Object location annotation data:
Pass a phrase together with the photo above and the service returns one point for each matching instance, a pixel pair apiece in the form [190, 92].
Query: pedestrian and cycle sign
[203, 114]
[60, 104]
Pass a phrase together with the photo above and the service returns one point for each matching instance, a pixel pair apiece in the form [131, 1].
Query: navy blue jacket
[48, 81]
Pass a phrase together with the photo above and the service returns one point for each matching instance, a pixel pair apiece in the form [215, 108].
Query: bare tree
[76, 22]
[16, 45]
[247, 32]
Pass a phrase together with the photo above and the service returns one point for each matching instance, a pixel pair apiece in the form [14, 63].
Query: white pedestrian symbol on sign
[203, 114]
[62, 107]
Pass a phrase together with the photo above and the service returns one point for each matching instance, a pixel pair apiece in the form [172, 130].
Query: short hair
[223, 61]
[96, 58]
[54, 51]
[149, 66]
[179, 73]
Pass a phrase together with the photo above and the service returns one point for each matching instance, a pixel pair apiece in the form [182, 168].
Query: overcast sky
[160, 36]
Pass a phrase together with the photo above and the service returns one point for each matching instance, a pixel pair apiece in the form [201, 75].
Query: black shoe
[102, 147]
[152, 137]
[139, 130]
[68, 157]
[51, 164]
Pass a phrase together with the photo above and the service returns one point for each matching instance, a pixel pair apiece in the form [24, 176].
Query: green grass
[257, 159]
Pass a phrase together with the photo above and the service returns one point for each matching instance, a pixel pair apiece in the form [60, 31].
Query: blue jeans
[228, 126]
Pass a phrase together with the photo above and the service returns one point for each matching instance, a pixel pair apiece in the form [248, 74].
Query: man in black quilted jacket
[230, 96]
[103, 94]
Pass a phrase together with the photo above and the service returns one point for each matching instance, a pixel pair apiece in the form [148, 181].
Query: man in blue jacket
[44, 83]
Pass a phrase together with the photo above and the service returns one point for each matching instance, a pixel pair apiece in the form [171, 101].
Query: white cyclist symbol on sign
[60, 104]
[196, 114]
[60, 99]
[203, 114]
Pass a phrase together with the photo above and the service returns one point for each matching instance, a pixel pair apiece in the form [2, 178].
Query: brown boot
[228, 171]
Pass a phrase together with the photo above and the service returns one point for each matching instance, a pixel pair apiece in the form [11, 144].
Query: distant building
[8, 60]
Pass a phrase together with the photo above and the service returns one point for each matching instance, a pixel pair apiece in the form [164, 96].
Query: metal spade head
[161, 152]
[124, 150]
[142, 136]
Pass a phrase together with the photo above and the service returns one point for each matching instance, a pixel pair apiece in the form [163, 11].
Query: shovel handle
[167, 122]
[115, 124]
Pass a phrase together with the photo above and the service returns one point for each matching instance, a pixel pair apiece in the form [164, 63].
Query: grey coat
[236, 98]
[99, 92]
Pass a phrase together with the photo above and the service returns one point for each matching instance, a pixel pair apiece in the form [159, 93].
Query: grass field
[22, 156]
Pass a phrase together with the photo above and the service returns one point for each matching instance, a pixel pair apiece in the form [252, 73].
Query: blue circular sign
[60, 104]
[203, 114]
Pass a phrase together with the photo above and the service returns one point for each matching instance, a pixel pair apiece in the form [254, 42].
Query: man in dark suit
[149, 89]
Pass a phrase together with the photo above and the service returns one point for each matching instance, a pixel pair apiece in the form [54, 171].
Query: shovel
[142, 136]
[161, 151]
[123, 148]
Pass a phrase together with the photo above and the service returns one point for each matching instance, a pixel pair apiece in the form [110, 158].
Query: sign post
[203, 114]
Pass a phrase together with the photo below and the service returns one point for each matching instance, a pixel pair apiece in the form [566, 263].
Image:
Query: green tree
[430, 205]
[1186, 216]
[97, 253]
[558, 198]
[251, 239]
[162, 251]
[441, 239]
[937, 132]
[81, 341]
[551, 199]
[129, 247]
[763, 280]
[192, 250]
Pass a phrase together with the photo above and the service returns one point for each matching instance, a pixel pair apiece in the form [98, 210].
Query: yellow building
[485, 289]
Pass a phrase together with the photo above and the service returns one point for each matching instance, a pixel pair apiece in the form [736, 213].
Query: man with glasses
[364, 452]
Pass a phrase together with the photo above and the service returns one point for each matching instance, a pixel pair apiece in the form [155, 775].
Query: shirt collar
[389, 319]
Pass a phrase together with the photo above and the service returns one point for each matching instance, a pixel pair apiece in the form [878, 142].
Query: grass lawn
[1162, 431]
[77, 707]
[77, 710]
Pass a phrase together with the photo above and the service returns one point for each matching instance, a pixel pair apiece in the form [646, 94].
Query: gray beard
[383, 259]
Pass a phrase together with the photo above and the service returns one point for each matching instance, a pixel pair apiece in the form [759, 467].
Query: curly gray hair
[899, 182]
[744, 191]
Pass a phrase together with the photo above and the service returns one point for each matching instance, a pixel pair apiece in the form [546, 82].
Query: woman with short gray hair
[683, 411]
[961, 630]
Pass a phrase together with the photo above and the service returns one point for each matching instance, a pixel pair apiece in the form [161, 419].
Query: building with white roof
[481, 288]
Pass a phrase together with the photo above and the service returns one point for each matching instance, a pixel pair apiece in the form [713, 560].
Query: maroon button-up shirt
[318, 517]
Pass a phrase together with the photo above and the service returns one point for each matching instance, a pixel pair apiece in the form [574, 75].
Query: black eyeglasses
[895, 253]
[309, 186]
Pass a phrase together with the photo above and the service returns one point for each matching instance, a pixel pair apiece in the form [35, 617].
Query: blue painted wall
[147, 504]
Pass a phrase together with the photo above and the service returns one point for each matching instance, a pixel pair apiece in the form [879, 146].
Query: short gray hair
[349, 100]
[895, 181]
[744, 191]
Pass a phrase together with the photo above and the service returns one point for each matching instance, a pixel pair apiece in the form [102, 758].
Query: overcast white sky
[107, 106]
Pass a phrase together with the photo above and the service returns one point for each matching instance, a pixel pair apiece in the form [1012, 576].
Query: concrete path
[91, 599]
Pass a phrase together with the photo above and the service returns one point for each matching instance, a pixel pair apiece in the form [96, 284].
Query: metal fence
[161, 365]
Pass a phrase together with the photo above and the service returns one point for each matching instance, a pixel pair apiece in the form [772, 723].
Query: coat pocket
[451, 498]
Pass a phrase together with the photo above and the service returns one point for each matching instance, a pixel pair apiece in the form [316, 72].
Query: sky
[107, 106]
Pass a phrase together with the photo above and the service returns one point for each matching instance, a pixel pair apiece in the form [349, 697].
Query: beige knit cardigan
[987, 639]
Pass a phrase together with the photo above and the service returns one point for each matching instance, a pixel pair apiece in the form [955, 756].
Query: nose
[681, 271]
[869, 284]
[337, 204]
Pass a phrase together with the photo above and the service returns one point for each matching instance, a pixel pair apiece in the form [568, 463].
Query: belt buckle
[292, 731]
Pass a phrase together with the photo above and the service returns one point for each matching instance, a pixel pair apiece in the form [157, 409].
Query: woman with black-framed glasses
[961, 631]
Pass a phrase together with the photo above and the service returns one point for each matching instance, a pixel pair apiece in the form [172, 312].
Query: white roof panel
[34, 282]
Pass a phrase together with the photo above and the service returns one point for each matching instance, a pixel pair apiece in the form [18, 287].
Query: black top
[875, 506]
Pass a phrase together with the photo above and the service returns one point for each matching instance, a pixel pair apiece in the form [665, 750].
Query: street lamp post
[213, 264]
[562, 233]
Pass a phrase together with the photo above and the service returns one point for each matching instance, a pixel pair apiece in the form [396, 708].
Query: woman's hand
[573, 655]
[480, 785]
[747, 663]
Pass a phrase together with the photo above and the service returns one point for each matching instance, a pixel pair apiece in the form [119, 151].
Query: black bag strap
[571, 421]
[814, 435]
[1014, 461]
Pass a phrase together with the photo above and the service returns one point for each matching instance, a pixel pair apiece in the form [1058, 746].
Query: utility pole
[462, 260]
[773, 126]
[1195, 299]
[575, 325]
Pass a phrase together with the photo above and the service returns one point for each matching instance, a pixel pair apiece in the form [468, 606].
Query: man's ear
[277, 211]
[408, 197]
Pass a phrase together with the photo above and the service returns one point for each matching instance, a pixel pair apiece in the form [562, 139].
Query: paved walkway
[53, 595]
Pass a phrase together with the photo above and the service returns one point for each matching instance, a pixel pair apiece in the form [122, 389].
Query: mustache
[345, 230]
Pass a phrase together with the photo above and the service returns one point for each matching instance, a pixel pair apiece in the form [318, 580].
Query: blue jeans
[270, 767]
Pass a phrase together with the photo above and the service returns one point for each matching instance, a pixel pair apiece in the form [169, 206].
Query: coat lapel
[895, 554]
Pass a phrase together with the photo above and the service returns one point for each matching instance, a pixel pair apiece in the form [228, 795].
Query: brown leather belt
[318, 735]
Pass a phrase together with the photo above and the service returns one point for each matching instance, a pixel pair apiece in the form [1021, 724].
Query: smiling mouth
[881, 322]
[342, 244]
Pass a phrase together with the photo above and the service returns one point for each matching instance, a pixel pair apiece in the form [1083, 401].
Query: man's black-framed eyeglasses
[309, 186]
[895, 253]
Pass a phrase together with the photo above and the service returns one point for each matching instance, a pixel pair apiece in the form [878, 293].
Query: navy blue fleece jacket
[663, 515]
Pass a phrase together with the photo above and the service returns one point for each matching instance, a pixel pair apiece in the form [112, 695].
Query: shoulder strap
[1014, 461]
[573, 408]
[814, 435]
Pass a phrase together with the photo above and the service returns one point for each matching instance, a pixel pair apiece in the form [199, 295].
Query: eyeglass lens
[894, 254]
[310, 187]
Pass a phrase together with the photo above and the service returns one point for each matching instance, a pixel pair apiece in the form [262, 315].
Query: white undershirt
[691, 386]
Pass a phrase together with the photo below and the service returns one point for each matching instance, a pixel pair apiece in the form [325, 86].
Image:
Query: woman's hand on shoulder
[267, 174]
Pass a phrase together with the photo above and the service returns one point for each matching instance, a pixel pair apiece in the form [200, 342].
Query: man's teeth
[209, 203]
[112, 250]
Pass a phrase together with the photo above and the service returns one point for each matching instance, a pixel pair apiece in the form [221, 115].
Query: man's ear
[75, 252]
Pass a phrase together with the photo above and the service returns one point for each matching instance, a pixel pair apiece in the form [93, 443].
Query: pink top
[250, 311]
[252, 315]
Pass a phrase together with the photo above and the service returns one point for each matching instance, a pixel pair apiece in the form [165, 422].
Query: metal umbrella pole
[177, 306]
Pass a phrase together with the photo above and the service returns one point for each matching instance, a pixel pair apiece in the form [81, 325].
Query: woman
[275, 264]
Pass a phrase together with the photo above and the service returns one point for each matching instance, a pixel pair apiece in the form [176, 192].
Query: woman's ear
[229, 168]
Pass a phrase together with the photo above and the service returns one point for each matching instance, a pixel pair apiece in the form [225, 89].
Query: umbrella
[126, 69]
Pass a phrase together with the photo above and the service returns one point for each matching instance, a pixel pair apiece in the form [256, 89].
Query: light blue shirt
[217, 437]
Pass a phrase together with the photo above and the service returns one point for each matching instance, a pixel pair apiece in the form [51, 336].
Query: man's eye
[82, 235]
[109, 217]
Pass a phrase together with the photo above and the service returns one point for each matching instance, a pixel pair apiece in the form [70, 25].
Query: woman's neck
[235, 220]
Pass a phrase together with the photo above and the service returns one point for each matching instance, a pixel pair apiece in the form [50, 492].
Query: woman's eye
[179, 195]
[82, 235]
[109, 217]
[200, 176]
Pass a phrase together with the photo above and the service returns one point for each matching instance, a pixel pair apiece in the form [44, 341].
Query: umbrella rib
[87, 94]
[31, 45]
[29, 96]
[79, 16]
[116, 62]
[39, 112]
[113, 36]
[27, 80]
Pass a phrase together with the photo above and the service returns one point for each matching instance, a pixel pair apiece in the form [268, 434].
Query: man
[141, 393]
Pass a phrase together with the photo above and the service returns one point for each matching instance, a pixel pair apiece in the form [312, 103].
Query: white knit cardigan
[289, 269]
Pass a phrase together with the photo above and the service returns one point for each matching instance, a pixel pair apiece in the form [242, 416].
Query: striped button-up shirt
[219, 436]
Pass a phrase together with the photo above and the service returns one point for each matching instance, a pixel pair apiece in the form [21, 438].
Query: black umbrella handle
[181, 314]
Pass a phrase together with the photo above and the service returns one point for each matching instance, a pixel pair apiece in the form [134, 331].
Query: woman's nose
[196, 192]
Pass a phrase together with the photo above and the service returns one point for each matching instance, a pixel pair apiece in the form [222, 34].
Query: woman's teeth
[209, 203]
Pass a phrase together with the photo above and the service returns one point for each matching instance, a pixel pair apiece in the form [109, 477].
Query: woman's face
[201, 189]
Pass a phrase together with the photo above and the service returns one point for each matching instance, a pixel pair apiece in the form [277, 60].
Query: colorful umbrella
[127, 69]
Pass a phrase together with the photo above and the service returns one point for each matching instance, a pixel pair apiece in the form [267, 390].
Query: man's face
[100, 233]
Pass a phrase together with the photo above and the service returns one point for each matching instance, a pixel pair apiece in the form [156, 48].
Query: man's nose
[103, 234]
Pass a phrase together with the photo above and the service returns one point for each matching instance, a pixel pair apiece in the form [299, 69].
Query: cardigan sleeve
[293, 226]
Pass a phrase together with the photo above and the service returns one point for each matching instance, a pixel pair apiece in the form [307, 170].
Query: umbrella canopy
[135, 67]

**Your objective:** Write out only what runs from the line holding "form [134, 331]." through the last line of the records, exactly as shown.

**Solution below:**
Pass a phrase together with the photo above and the service returns one point for each matching instance, a pixel pair apiece in the form [134, 331].
Query: woman's nose
[196, 192]
Pass a phrase together with the photo above and the service returns one point for each matching instance, a pixel pair apiece in the form [222, 34].
Query: woman's teeth
[209, 203]
Pass a phrase together with the photo above and the service returns one point for each matching instance, a pixel pair apiece in the form [109, 477].
Query: woman's face
[201, 189]
Pass a phrase together with the photo above and the service returns one point for each matching instance, a pixel pair apiece in the form [277, 60].
Query: colorful umbrella
[127, 69]
Pass a phrase together with the photo above and the service returns one point for each matching instance, a pixel pair apiece in the form [267, 390].
Query: man's face
[100, 233]
Pass a phrase together with the photo above and the service returns one point for each matching instance, a pixel pair apiece in the form [156, 48].
Query: man's nose
[103, 234]
Pass a phrase together with the photo above and the service returns one point for each matching instance, a pixel pair apiece in the form [299, 69].
Query: cardigan sleeve
[293, 226]
Pass a phrase together with the photo above and the service returns one point for each matching instance, a pixel pair apiece in the form [307, 170].
Query: umbrella canopy
[135, 67]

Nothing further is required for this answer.